— BEGIN Material for this exercise —

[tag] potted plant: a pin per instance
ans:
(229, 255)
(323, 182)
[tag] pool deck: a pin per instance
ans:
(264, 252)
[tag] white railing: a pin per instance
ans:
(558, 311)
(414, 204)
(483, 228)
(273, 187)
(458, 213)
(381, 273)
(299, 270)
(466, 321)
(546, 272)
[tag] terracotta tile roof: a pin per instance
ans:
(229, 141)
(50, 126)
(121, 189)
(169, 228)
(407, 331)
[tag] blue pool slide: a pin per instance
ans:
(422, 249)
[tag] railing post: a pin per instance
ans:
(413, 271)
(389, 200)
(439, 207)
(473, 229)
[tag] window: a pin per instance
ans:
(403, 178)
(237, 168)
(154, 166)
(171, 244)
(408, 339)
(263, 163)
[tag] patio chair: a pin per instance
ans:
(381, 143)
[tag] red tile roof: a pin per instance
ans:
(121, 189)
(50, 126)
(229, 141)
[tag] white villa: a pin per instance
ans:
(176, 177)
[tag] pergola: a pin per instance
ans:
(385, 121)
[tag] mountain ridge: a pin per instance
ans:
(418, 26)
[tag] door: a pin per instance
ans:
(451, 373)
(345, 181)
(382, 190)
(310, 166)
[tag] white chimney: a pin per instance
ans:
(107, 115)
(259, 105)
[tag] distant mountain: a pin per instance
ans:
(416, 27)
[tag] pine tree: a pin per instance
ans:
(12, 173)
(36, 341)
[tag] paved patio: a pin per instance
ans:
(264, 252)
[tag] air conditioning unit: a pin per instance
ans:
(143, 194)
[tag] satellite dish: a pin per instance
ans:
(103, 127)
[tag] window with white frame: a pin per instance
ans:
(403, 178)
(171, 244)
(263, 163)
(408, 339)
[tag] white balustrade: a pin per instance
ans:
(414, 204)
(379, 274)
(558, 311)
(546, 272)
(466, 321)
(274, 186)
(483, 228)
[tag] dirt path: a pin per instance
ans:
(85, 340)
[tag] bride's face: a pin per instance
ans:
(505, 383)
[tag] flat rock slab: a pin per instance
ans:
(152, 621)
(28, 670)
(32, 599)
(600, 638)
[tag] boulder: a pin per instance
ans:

— END Material for this exercise —

Goal:
Reproduce each record shown above without altering a single word.

Solution:
[tag] potted plant: a pin per instance
ans:
(229, 255)
(323, 182)
[tag] pool deck: a pin per instance
ans:
(264, 252)
[tag] white railing: a pin per instance
ans:
(558, 311)
(414, 204)
(483, 228)
(273, 187)
(458, 213)
(381, 273)
(299, 270)
(466, 321)
(546, 272)
[tag] terracotta tile roof: a pin per instance
ans:
(229, 141)
(50, 126)
(121, 189)
(169, 228)
(407, 331)
[tag] blue pool slide: a pin per instance
ans:
(422, 249)
[tag] railing post: a pin per instance
ans:
(413, 271)
(389, 200)
(439, 207)
(473, 229)
[tag] window: a pin per instance
ans:
(403, 178)
(237, 168)
(154, 166)
(171, 244)
(408, 339)
(263, 163)
[tag] patio chair: a pin per instance
ans:
(381, 143)
[tag] red tile roof: a pin per instance
ans:
(121, 189)
(50, 126)
(229, 141)
[tag] white villa: a pin per instance
ans:
(176, 177)
[tag] pergola: a pin per instance
ans:
(385, 121)
[tag] mountain ridge: a pin per instance
ans:
(418, 26)
[tag] door: a pin per instance
ans:
(451, 373)
(345, 181)
(382, 190)
(310, 166)
[tag] white chimney: a pin per instance
ans:
(107, 115)
(259, 105)
[tag] distant mountain: a pin per instance
ans:
(416, 27)
[tag] pine tree: a pin per instance
ans:
(12, 173)
(36, 341)
[tag] paved patio: a pin per instance
ans:
(264, 252)
[tag] air conditioning unit: a pin per instance
ans:
(143, 194)
[tag] satellite dish: a pin per instance
ans:
(103, 127)
[tag] window with white frame: a pin per instance
ans:
(403, 178)
(171, 244)
(263, 163)
(408, 339)
[tag] white balustrade: a pin per instance
ans:
(414, 204)
(379, 274)
(558, 311)
(546, 272)
(466, 321)
(274, 186)
(483, 228)
[tag] dirt path: a pin per instance
ans:
(85, 340)
[tag] bride's face: a pin per instance
ans:
(505, 383)
[tag] flat rock slab: a pin per instance
ans:
(152, 621)
(28, 670)
(32, 599)
(600, 638)
[tag] boulder: a pin per instance
ans:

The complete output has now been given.